### ASSIGNMENT
Pictures do not belong in the copy; print every entry exactly as it stands.

### Records from a dataset
------------------------------------------------------------
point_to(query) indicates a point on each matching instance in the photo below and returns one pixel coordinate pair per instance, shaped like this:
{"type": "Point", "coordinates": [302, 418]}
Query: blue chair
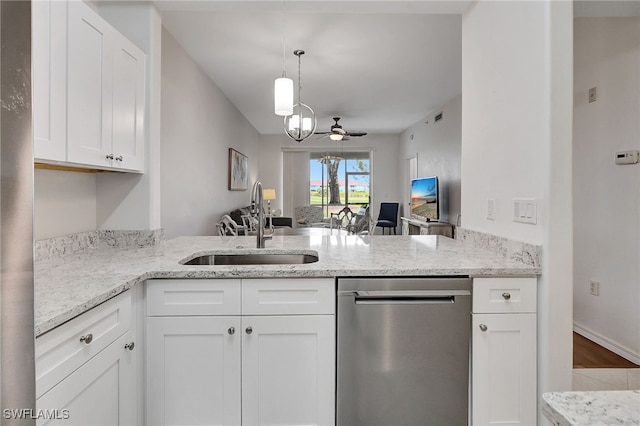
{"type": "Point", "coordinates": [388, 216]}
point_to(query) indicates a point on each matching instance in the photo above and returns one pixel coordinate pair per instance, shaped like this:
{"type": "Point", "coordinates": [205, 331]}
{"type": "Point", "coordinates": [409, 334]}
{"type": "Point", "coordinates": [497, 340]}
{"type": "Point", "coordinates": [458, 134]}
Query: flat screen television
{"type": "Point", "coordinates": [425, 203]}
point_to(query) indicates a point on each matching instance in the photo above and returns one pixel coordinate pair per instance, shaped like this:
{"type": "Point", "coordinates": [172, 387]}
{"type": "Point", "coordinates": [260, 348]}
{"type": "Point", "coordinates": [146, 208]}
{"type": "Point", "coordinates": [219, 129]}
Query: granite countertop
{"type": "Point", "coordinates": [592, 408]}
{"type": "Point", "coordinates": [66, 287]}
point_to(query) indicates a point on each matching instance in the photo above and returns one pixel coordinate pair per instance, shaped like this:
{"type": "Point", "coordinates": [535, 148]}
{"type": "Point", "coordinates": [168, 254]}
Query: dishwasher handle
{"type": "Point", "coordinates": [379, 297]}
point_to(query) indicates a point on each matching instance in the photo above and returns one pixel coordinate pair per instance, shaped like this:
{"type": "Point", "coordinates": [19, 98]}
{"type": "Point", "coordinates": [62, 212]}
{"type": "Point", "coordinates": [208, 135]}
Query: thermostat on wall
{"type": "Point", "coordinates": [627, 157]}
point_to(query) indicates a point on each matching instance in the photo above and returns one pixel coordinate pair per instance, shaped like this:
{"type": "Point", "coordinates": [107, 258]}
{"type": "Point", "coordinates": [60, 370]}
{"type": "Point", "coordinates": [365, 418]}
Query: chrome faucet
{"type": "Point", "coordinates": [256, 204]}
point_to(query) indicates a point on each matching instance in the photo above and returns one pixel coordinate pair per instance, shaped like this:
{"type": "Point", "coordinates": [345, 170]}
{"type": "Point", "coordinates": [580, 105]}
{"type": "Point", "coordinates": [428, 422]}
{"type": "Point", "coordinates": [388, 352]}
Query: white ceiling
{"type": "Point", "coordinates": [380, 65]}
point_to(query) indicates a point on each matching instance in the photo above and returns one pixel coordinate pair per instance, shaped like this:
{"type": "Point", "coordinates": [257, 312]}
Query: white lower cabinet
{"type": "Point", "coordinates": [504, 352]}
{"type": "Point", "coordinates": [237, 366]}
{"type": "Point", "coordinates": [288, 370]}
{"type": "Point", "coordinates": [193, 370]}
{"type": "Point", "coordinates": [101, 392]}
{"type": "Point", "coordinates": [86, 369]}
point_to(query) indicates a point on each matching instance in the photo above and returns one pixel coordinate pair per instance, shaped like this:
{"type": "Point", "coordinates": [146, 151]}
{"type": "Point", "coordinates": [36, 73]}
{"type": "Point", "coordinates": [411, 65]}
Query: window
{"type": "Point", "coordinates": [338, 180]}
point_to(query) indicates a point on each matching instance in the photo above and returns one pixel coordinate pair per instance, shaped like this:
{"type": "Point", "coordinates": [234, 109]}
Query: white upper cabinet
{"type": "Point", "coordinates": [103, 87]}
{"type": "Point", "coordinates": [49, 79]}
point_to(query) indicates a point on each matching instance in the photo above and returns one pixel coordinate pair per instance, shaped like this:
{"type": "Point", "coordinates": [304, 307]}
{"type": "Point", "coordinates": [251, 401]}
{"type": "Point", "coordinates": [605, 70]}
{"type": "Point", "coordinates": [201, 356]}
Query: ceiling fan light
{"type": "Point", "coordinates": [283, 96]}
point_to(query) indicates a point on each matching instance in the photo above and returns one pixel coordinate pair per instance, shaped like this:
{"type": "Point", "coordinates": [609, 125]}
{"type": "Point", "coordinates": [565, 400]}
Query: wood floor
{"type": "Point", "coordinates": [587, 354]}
------------------------------------------------------------
### REPLY TO THE EXERCISE
point_to(query) indicates a point on each matching instance in the photo below and returns one pixel coordinate pair per instance, shaped like this:
{"type": "Point", "coordinates": [302, 418]}
Query: blue chair
{"type": "Point", "coordinates": [388, 216]}
point_to(query) indicates a point on each matching instance in the photo above and returns one pixel coordinate pair per instance, shaped like this:
{"type": "Point", "coordinates": [205, 331]}
{"type": "Point", "coordinates": [409, 334]}
{"type": "Point", "coordinates": [497, 340]}
{"type": "Point", "coordinates": [458, 134]}
Query: flat screen television
{"type": "Point", "coordinates": [425, 203]}
point_to(query) indicates a point on each matching instance in the photo above and returns one pixel coordinate pair per instance, shaped like this:
{"type": "Point", "coordinates": [172, 387]}
{"type": "Point", "coordinates": [260, 348]}
{"type": "Point", "coordinates": [146, 208]}
{"type": "Point", "coordinates": [219, 129]}
Query: granite countertop
{"type": "Point", "coordinates": [592, 408]}
{"type": "Point", "coordinates": [66, 287]}
point_to(query) indicates a point on each matching instance in the photo above and returns one pixel coordinate pair per instance, shaped like this:
{"type": "Point", "coordinates": [535, 148]}
{"type": "Point", "coordinates": [168, 254]}
Query: dishwasher handle
{"type": "Point", "coordinates": [379, 297]}
point_to(query) indicates a point on each matching instance in the photo above and returns one pixel coordinate pair per instance, shaped like this:
{"type": "Point", "coordinates": [19, 98]}
{"type": "Point", "coordinates": [62, 212]}
{"type": "Point", "coordinates": [208, 135]}
Query: thermostat on wall
{"type": "Point", "coordinates": [627, 157]}
point_to(query) indicates a point on each matching instance in the photo above and returns one pixel coordinate pair per instance, shaped like this:
{"type": "Point", "coordinates": [107, 258]}
{"type": "Point", "coordinates": [60, 370]}
{"type": "Point", "coordinates": [365, 418]}
Query: chrome faucet
{"type": "Point", "coordinates": [256, 204]}
point_to(query) indicates a point on each matching instance in the photo above and returns one pixel coordinate pair per instance, shaped like this:
{"type": "Point", "coordinates": [345, 170]}
{"type": "Point", "coordinates": [580, 105]}
{"type": "Point", "coordinates": [428, 422]}
{"type": "Point", "coordinates": [388, 352]}
Query: white ceiling
{"type": "Point", "coordinates": [380, 65]}
point_to(query) indicates a point on each matching instance in the photo above and returns one pixel coordinate pair per instance, shaped like this:
{"type": "Point", "coordinates": [257, 312]}
Query: white lower cabinet
{"type": "Point", "coordinates": [504, 352]}
{"type": "Point", "coordinates": [237, 366]}
{"type": "Point", "coordinates": [288, 370]}
{"type": "Point", "coordinates": [193, 370]}
{"type": "Point", "coordinates": [101, 392]}
{"type": "Point", "coordinates": [86, 369]}
point_to(query) indicates a point on each matching instance in the photo above and returns one pixel coordinate pair per instance, shaped like this:
{"type": "Point", "coordinates": [146, 151]}
{"type": "Point", "coordinates": [36, 73]}
{"type": "Point", "coordinates": [411, 65]}
Query: window
{"type": "Point", "coordinates": [338, 180]}
point_to(query) indicates a point on each matching instance in the photo above and returns one pixel coordinate pair per instance, shaped like this:
{"type": "Point", "coordinates": [234, 109]}
Query: white upper cabinet
{"type": "Point", "coordinates": [103, 87]}
{"type": "Point", "coordinates": [49, 79]}
point_to(query) indicates a point on each matching instance in the photo above and returns one pixel coordinate pair per instance, shaped like this:
{"type": "Point", "coordinates": [304, 307]}
{"type": "Point", "coordinates": [251, 401]}
{"type": "Point", "coordinates": [605, 70]}
{"type": "Point", "coordinates": [201, 356]}
Query: ceiling fan light
{"type": "Point", "coordinates": [283, 96]}
point_to(query) indicates a point on each matching instance in the photo above and returns one pixel coordinate pair per instance, shaped like this:
{"type": "Point", "coordinates": [609, 125]}
{"type": "Point", "coordinates": [565, 400]}
Query: wood floor
{"type": "Point", "coordinates": [587, 354]}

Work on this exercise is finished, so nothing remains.